◆ Your objective ◆
Reproduce the listing below word for word, with no pictures.

◆ Supplied data ◆
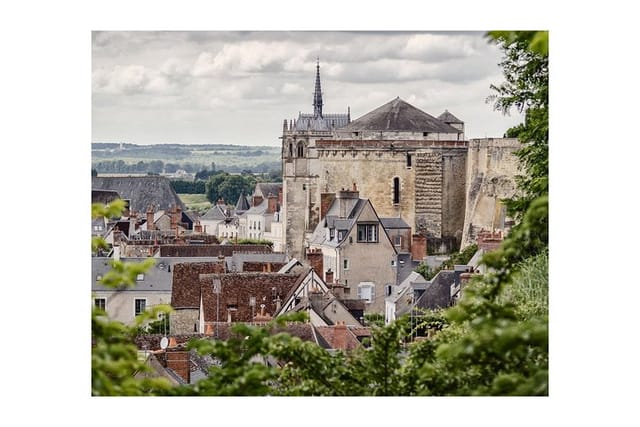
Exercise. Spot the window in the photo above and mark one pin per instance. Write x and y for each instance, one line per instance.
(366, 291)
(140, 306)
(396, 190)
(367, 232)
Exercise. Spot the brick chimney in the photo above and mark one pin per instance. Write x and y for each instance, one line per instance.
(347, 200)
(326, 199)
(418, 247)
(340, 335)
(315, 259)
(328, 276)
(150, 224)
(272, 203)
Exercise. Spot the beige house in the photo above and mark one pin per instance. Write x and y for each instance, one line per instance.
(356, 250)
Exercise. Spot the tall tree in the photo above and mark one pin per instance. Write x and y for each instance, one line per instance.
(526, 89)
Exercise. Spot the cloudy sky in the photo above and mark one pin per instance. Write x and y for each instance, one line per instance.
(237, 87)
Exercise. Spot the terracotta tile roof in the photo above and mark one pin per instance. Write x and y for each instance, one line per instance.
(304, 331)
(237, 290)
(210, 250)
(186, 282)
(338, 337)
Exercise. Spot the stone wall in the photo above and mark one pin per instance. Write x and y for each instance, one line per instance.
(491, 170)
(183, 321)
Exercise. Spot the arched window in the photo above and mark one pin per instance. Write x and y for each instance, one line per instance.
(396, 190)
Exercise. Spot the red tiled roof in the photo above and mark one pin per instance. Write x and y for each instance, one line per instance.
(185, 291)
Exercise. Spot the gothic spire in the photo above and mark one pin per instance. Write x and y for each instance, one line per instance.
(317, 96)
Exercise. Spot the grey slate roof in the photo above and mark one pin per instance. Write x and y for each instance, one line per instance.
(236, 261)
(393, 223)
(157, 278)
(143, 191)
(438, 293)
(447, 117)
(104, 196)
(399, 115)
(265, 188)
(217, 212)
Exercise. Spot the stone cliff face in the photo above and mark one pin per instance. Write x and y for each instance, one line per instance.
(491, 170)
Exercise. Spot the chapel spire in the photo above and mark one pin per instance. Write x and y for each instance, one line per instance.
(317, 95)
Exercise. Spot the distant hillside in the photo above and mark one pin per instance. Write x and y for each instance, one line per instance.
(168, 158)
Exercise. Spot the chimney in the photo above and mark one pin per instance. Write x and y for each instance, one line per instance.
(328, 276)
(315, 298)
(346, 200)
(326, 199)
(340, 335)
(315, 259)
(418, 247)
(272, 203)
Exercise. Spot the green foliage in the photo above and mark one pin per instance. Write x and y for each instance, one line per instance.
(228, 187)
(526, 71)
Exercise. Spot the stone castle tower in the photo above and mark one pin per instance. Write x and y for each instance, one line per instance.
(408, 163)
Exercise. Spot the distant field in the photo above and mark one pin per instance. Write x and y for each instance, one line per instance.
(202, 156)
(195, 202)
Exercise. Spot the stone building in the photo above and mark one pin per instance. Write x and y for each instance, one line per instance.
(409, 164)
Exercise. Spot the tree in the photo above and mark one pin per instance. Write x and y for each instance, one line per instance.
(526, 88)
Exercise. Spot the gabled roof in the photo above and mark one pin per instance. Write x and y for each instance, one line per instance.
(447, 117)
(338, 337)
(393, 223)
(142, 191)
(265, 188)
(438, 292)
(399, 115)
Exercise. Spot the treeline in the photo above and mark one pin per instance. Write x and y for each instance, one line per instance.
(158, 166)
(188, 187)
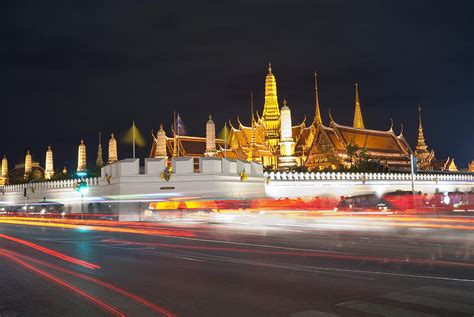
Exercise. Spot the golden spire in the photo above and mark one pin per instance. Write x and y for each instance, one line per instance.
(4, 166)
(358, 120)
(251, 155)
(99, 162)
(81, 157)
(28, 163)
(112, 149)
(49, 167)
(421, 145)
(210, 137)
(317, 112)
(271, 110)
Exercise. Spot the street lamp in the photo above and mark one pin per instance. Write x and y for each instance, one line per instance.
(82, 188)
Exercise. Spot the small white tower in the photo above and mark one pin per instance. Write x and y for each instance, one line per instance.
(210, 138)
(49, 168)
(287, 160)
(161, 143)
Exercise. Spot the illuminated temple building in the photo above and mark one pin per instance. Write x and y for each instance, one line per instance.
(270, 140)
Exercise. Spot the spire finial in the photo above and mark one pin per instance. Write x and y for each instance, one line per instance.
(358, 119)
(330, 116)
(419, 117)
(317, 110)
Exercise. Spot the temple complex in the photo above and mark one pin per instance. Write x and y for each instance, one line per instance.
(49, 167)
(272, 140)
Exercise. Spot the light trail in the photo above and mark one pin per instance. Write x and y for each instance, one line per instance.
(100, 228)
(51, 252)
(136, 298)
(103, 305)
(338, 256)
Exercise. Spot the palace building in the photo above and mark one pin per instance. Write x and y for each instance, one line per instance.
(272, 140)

◆ Correct response ◆
Exercise. Spot the window in the photo above and mark one pin per instance. Write x and y for each instance, one line per instance.
(366, 291)
(140, 306)
(396, 190)
(367, 232)
Exercise. Spot the brick chimney in the photo above and mark one pin per instance. Write x and y for each instance, one line per instance.
(347, 200)
(326, 199)
(418, 247)
(340, 335)
(315, 259)
(328, 276)
(150, 224)
(272, 203)
Exercise. Spot the beige house in the photo above and mark one pin per instance. Write x and y for each instance, one line per instance.
(356, 250)
Exercise. Spot the tall tree in the photo above and mark one pin per instance. Write x and y for each instance, one line per instance.
(526, 89)
Exercise. Spot the cloudy sky in the photo above and mark one pin per instance. Write x and y for each instance, one line per instance.
(237, 87)
Exercise. Spot the terracotta tile roof in the photo above and mark one pin per instance. Write x and y for each instance, one line per instance.
(304, 331)
(237, 290)
(210, 250)
(186, 282)
(338, 337)
Exercise. Spot the stone wall in the photo above and mark one pin per instance. Write x and y for each instance, one line per instance.
(491, 170)
(183, 321)
Exercise. Spot the arched window in the photo above and mark one pin per instance. Write x and y for each instance, one line per instance.
(396, 190)
Exercise. Spot the red tiled roof in the photo above and mark one pin per instance. Write x and y for each instance, one line per instance.
(185, 291)
Exercise. Spot the gothic spire in the photo above and mark one pin per instance. Write x and y for each instance, one line per instance.
(317, 96)
Exercise. Spot the grey slate roof in the photo above and mark one pin per instance. Write x and y for each instance, one line per instance.
(236, 261)
(393, 223)
(157, 278)
(143, 191)
(438, 293)
(447, 117)
(104, 196)
(399, 115)
(265, 188)
(217, 212)
Exercise. Spot the stone cliff face in the photo above and mark one pin per instance. Write x and y for each instance, one line per instance.
(491, 170)
Exercise. Spot the chapel spire in the photo above and mark one pin per instance. Write x and y for each instance, one line per instance.
(317, 95)
Exercise. Spot the distant hillside in the photo above and mark one pin per instance. Write x and y for each instance, one line per instance.
(168, 158)
Exercise. Spot the chimney in the photo above and mark one pin per instance. Write x and y for each instance, one line per instance.
(328, 276)
(315, 298)
(346, 200)
(326, 199)
(340, 335)
(315, 259)
(418, 247)
(272, 203)
Exercise. Spot the green foliage in the photo above and mark one pin per instance. Write x and y for each instance, one line per instance.
(228, 187)
(526, 71)
Exercise. Spot the stone castle tower in the photo above and mark one pin per instance. Write x and y for each instance, one line per instance.
(408, 163)
Exercise. Spot the distant field in the photo above and mark one pin per instance. Write x and y for each instance, one line per instance.
(202, 156)
(195, 202)
Exercise. Spot the stone building in the photo above and mark one pin per instance. Write x and y for each instance, one line per instance.
(409, 164)
Exercise. Spot the tree in the photo above and mark one pin per instance. Write x and y for each instance, one line per instance.
(526, 88)
Exercise. Spot the gabled roof in the photo above and mark one pin per instance. Write x and y for each instance, one line per instance.
(447, 117)
(338, 337)
(393, 223)
(142, 191)
(265, 188)
(438, 292)
(399, 115)
Exercise. Spot the treeline in the photo above and mark one pin per instance. Write x and y for each instance, one line per instance.
(158, 166)
(188, 187)
Exercise. Spot the golden spire in the photo above and mark one pin per instance. Write x and y for each instance, one line per instance.
(4, 166)
(358, 120)
(251, 155)
(99, 162)
(81, 157)
(28, 163)
(112, 149)
(49, 167)
(421, 145)
(210, 137)
(317, 112)
(271, 110)
Exercise. Spot the street lamp in the photo above and mark one pin per instance. Write x and y for each instance, one line per instance.
(82, 188)
Exercise. Spot the small white tower in the photo above and mark one pin per instance. Write x and y for each instance, one line per instance.
(210, 138)
(49, 168)
(287, 160)
(161, 143)
Exercise. Spot the illuminated temple building in the photo above and mark one pin per instance. Write x and y for each instance, one line per instance.
(270, 140)
Exercise. Spot the spire finial in the photo above and mark one pin per instance. Write x and y for each instance, one line per instance.
(358, 119)
(330, 116)
(419, 117)
(317, 110)
Exercise. Spot the temple complex in the photo above and mark one pin per instance. Write x and y for each instance, one line per instance.
(49, 167)
(272, 140)
Exercise. Spot the light trail in the photo above and mark one pin per instance. Write x and y for each instance, one line per instance.
(100, 228)
(51, 252)
(136, 298)
(103, 305)
(338, 256)
Exercise. Spot the palace building in the photo above and mark one pin per instance. Write x and y for each instance, one line per instance.
(272, 140)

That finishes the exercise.